:: EXERCÍCIOS ::
[a] No texto sobre o fim da E3, indique todos os meios através dos quais os repórteres traziam o Natal dos videojogos.
[b] Segundo o texto sobre o fim da E3, a que empresa pertenceu a conferência da E3 2015 apresentada como a melhor de sempre?
[c] Retome o texto sobre o fim da E3 a partir da última frase apresentada.

:: EXCERTO DO TEXTO ::
####

2023 será o ano que ficou marcado pelo fim oficial da Electronic Entertainment Expo, mais conhecido como E3. O mítico evento que todos os jogadores já desejaram ir. Infelizmente, talvez sejam muitos que se vão ficar pelo desejo agora inatingível. Outros, provavelmente por razões profissionais, tiveram a sorte de lá marcar presença. O que resta, neste momento, são as suas recordações. Boas ou más, são memórias que marcaram e ficaram tatuadas na mente de quem lá foi. Quem esteve em Los Angeles, na inesquecível E3 2015, para assistir à melhor conferência de sempre da Sony, vivenciou momentos para mais tarde contar histórias aos seus filhos e netos. Inspirado neste lendário evento, que eu próprio cobri quando colaborei com algumas publicações online, falei com alguns portugueses que lá foram, jornalistas que escreviam para as mais respeitadas revistas impressas e sites que começavam a florescer. Fui perguntar que memórias guardam desses momentos passados na E3 enquanto jornalistas, repórteres que nos traziam o Natal dos videojogos através das suas palavras, fotografias e conversas.

####

:: Registos contidos num conjunto de dados ::
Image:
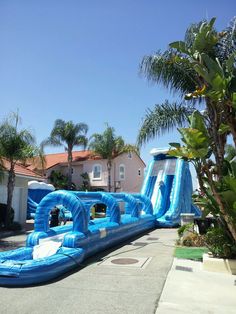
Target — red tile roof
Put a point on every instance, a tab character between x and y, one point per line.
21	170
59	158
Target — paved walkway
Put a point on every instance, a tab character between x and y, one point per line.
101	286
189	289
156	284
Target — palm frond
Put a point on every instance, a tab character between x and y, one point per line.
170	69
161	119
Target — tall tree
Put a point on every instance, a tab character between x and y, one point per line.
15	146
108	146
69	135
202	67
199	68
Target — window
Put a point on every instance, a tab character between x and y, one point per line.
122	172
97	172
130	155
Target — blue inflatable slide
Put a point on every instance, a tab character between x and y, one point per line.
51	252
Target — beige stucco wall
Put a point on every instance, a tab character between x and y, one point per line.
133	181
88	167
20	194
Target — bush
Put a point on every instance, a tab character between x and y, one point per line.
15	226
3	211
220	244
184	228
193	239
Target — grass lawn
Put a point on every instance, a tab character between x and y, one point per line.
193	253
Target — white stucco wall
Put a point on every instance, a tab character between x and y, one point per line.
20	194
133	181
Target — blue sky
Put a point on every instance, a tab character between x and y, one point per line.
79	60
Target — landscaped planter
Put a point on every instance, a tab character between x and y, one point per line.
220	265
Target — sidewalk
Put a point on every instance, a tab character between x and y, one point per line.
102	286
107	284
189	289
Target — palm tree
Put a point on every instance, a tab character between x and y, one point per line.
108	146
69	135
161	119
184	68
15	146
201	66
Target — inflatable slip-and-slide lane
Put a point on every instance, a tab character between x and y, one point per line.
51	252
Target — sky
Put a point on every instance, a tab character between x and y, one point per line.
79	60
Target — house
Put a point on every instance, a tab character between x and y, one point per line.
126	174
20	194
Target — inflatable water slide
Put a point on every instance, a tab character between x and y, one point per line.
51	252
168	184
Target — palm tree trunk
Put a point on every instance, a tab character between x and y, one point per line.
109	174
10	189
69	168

####

:: RESPOSTAS POR ORDEM ::
[a] Palavras, fotografias e conversas.

[b] À Sony.

[c]
Tenho relatos de vários ex-jornalistas que assinaram revistas como a Maxi Consolas, a BGamer ou a Mega Score. Estes seriam as pessoas mais óbvias com algo para contar sobre a feira de Los Angeles, mas felizmente ainda tive a oportunidade de falar com um dos fundadores do Rubber Chicken, que teve uma experiência fora do normal, sem obrigações profissionais, mas não menos marcante como as dos outros relatos que consegui juntar. São comentários onde se destacam as festas à noite, já depois das portas do Los Angeles Convention Center terem sido encerradas, onde reinava a diversão. A oportunidade de poderem ver ou estar com celebridades do mundo da música, cinema e, claro, dos videojogos, foi também algo partilhado por algumas das cinco pessoas a quem pedi para procurarem por memórias que guardam com mais carinho destes eventos. Por isso, acho que são histórias que vocês vão querer conhecer, tal como eu as vos quero partilhar.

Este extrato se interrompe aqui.